Transcribe the portion of the listing below that opens with the line containing "Pressing-analysis tagging request: spot the green blurred" and runs through the end of the listing, with both ends included. Omit the pictures from your transcription.

# Start of Provided records

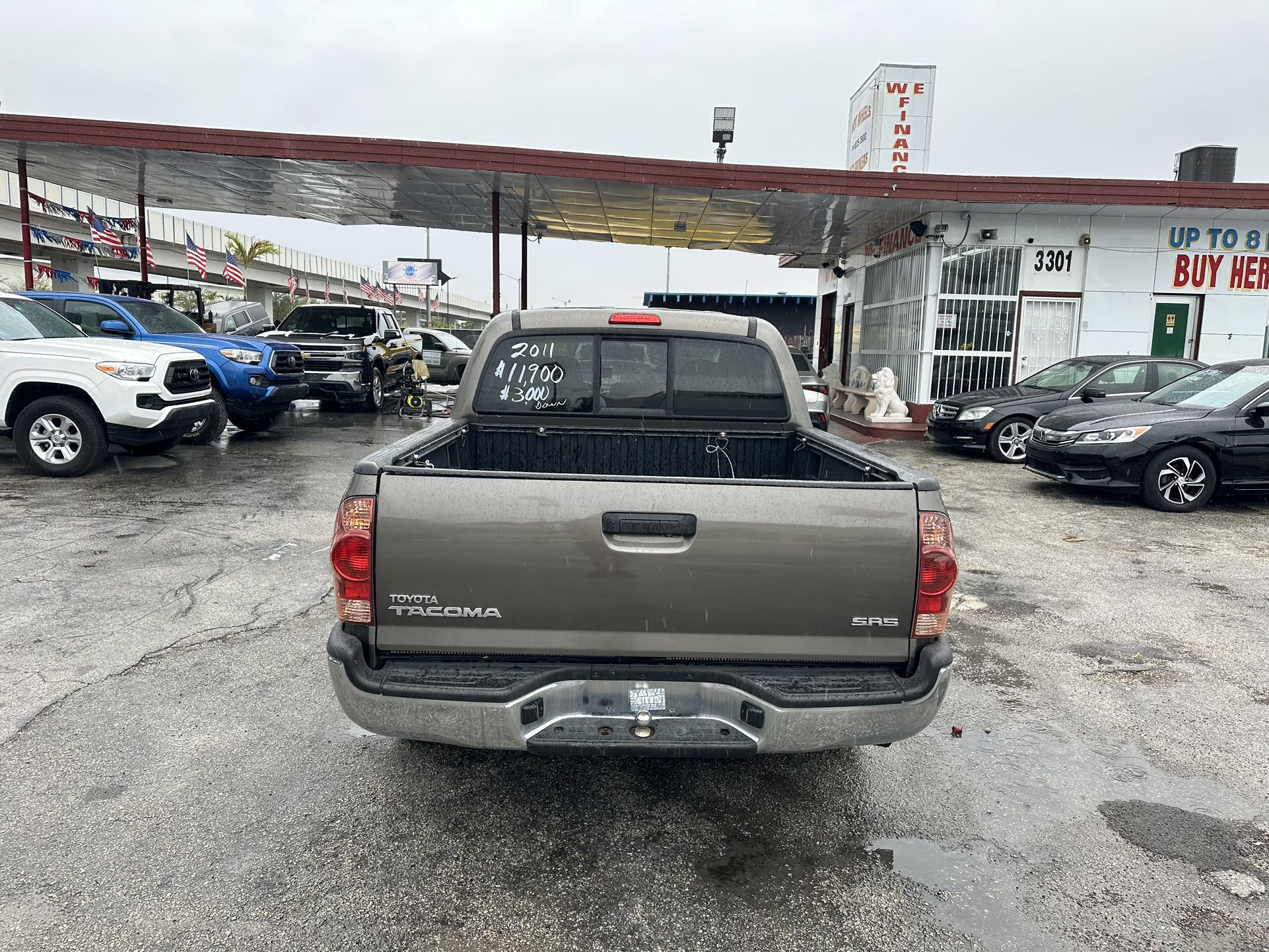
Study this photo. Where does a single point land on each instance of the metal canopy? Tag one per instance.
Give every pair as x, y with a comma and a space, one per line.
763, 210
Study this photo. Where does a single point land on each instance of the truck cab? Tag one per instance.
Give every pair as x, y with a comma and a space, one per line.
254, 381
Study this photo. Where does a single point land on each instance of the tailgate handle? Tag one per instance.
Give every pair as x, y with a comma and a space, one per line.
649, 525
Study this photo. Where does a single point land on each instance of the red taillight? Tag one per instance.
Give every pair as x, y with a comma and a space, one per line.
938, 574
351, 557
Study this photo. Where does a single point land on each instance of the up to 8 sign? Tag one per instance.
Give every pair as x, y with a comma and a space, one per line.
1054, 261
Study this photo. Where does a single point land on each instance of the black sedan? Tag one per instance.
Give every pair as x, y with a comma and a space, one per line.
1177, 447
1002, 418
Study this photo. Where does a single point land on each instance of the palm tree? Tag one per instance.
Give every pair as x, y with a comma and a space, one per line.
246, 253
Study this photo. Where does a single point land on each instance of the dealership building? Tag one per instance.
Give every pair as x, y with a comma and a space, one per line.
974, 294
959, 300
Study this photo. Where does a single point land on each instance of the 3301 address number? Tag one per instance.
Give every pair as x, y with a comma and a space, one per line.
1054, 261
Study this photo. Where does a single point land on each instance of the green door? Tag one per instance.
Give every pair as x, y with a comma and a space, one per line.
1171, 323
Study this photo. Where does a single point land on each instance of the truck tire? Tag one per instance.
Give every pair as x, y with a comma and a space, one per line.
1007, 442
211, 426
158, 447
1178, 480
60, 436
374, 395
256, 425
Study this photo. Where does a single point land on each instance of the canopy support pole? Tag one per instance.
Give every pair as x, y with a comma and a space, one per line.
141, 236
524, 265
498, 262
28, 268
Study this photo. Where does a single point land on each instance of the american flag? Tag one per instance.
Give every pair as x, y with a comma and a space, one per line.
231, 271
195, 255
100, 232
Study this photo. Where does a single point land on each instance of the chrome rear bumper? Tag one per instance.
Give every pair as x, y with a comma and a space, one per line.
704, 719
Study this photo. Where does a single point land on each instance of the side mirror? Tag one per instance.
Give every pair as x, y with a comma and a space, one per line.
118, 329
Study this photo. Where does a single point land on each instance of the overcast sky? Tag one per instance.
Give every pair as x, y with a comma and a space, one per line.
1101, 89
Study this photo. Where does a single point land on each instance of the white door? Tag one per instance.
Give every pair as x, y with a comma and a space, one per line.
1046, 333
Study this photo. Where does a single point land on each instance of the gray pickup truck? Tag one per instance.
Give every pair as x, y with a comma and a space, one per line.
608, 549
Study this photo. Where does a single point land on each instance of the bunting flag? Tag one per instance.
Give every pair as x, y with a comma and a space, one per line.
195, 255
44, 271
50, 238
231, 271
85, 217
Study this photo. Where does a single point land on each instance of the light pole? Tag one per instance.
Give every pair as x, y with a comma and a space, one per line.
725, 129
517, 287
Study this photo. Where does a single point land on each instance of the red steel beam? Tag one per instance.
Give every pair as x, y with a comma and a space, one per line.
615, 168
498, 257
141, 236
28, 267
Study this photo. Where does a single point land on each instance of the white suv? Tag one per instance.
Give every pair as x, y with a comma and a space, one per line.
65, 396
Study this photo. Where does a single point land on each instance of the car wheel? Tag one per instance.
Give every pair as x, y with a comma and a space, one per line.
1007, 442
211, 426
158, 447
60, 437
1178, 480
256, 425
374, 395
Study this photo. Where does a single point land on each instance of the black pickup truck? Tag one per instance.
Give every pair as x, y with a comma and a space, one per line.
353, 355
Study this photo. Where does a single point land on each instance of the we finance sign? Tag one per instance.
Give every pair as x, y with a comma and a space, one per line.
1216, 259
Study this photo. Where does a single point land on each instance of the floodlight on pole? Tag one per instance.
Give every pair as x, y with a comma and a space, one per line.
725, 129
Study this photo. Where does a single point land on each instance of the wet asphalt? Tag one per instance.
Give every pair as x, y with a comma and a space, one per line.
176, 772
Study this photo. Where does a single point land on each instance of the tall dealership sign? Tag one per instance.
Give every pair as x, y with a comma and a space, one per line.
890, 121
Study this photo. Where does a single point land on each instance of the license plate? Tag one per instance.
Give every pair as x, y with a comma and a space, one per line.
648, 700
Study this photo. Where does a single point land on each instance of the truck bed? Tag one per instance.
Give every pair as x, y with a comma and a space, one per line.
663, 454
549, 526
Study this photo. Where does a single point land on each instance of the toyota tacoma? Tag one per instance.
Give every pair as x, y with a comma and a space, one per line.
604, 551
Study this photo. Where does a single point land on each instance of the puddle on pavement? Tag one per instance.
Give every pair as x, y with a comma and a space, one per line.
975, 891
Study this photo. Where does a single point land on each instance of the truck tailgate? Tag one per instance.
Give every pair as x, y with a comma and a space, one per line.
491, 564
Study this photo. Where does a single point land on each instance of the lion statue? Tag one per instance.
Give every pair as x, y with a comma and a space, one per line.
885, 397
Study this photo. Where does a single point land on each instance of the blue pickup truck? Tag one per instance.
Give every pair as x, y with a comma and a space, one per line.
254, 381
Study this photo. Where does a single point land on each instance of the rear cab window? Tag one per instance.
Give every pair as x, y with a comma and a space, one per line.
634, 376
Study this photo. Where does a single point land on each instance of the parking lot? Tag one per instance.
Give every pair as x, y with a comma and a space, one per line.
178, 774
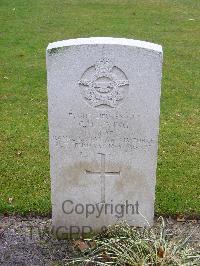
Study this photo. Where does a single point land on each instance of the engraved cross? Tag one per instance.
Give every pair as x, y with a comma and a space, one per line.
103, 175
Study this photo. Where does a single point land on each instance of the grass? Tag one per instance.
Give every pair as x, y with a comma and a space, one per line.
26, 29
122, 245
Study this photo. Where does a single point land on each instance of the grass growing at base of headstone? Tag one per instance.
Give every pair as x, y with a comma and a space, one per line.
26, 29
125, 245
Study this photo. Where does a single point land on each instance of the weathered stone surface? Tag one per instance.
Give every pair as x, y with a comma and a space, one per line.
104, 102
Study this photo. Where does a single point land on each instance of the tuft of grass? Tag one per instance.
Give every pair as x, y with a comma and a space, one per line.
26, 29
122, 245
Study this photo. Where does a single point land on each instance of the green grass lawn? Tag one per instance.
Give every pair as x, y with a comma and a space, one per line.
27, 26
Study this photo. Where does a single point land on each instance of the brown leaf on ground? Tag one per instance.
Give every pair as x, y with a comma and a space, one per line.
180, 218
81, 245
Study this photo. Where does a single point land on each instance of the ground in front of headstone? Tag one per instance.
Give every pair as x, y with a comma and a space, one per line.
28, 240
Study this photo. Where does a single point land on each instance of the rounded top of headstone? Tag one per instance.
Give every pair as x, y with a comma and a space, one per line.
106, 40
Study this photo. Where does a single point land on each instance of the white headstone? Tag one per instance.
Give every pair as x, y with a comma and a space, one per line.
104, 104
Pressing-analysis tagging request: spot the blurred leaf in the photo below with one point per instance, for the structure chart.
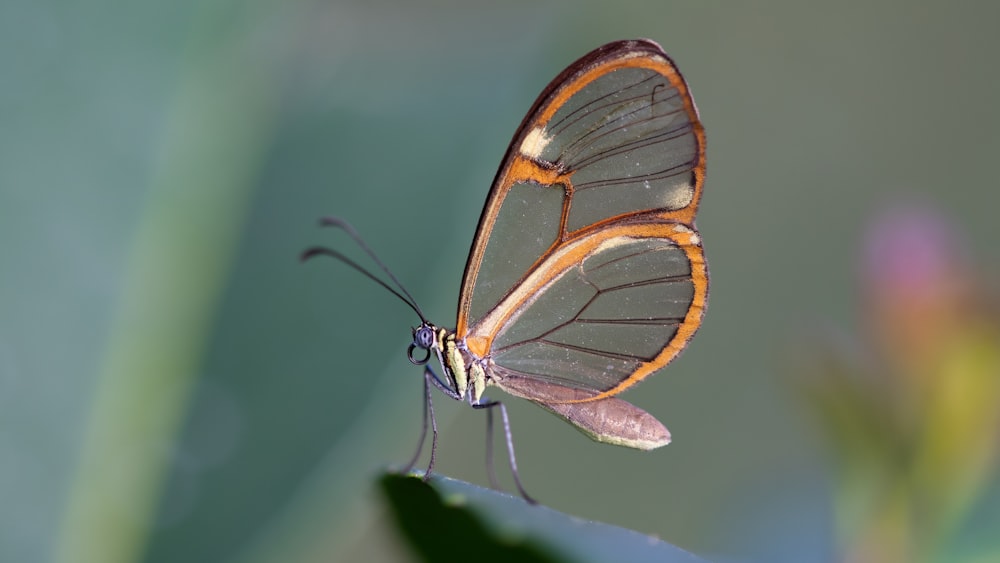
(445, 519)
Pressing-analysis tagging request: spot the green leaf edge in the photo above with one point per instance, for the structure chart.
(446, 519)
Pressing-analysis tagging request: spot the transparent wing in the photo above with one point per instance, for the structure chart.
(625, 309)
(587, 271)
(616, 135)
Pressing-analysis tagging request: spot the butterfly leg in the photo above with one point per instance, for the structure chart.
(489, 405)
(428, 410)
(430, 378)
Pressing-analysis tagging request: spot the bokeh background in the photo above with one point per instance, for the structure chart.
(175, 386)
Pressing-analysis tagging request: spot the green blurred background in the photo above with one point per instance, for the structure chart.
(175, 386)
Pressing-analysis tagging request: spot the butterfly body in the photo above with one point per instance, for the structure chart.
(587, 273)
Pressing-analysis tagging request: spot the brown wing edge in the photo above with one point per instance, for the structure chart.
(609, 420)
(581, 65)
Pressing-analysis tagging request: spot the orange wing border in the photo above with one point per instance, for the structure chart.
(520, 167)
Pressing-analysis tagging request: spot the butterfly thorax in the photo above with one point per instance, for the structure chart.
(464, 373)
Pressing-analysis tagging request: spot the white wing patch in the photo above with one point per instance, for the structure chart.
(534, 143)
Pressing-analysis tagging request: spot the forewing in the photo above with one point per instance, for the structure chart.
(615, 135)
(586, 270)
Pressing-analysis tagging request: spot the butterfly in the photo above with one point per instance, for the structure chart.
(586, 274)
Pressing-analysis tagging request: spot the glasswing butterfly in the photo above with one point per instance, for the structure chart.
(586, 274)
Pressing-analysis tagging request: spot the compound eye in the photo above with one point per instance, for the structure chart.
(424, 337)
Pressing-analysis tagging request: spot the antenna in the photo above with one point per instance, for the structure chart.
(402, 294)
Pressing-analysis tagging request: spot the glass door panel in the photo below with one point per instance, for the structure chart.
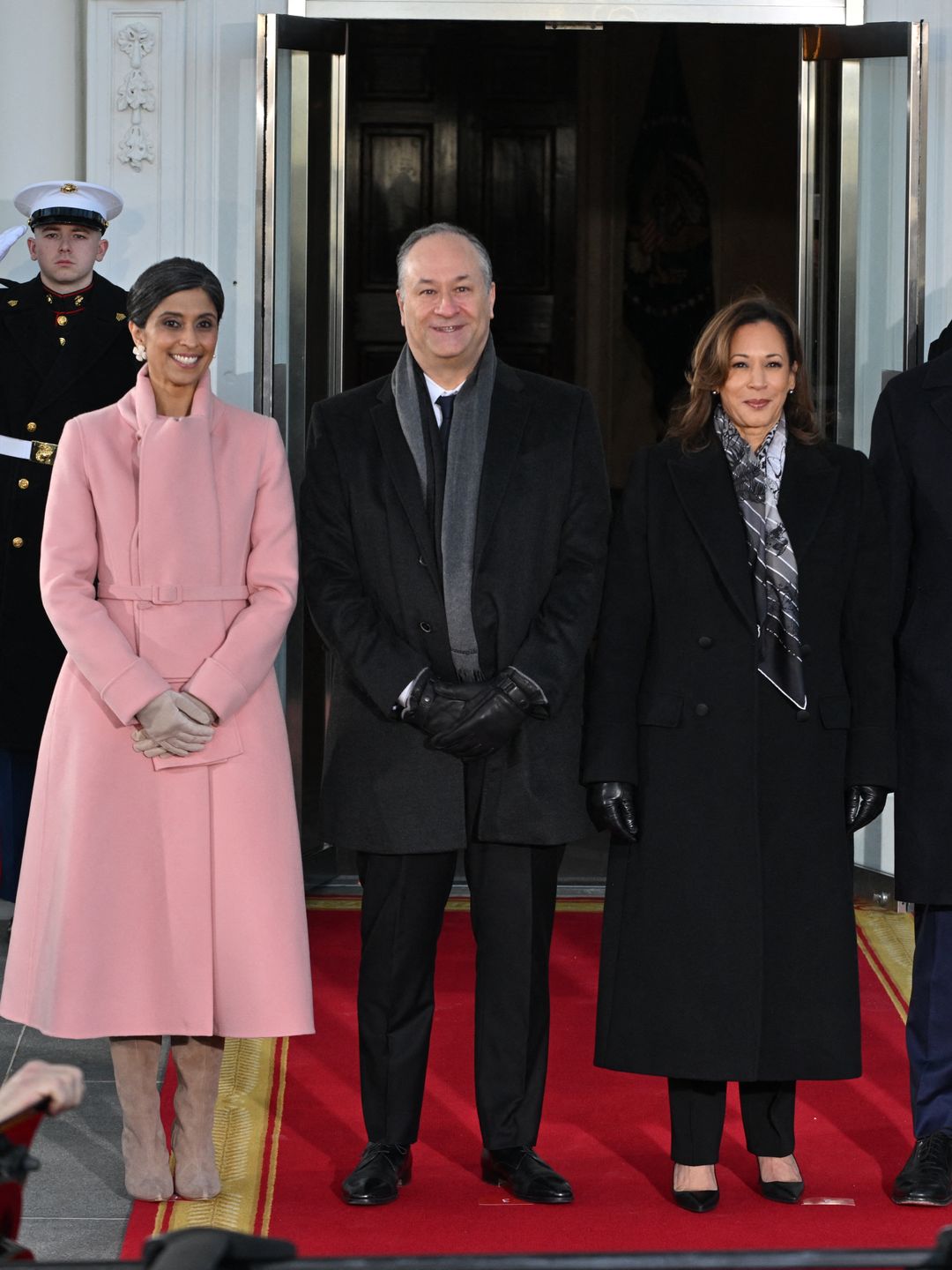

# End of Provided records

## Written reply
Pressing-analysis tagging request: spot the green blurred background in the photo above with one point per instance, for the structure chart.
(175, 386)
Pressing-analysis tagging request: spot the butterfly body in the photo above with one point per instance, for the structure chart.
(587, 273)
Pressing-analysis tagging request: spot the brown wing edge in the photo above with one point per instance, for the structure chart.
(609, 420)
(581, 65)
Pressing-analysis tagging request: spot the orange wing border in the photo above with one point per instance, for the structure chart.
(520, 167)
Pressing-analysis tagging request: spot the butterfly thorax in the photo above with one point per instance, for the structure chart.
(464, 373)
Pressing-analysis tagging request: spot the white wing patch in the photo above with one point per instance, for the structure chart.
(534, 143)
Pressing-analysis tagging request: spot the forewing in the photo above with one point per instance, for the structure chart.
(615, 135)
(586, 270)
Pressing-analysis tagging request: spot the butterfly in the photo above with one point per instance, for the structure chart.
(586, 274)
Pressing-analysis tagging request: spot the glasswing butterfly in the photo above with one point per instance, for the structure chart.
(586, 274)
Pressing-analysis tagging request: spot the compound eye in the photo above with one point per instance, for the structure chart.
(424, 337)
Pressing-analysis tagging request: spot the antenna in the photo above with one point per instance, for the structure chart.
(402, 294)
Pressing-analysis tagging request: spot the glass door panel in the photo below with one point per instance, for the structure chart.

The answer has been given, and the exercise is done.